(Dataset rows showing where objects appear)
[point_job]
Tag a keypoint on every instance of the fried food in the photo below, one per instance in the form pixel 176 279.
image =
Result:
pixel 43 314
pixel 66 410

## PROBLEM DETAILS
Format the entries above as a Markdown table with two columns, Row and Line. Give each line of the entries its own numbered row, and leave out any blank lines.

## COMPLETED TASK
| Row | Line |
|---|---|
| 1 | [point_job] |
| 2 | Tag a keypoint on every instance of the fried food in the photo below, one per instance in the form pixel 176 279. |
| 3 | image = |
| 4 | Result: |
| 5 | pixel 43 314 |
| 6 | pixel 66 410 |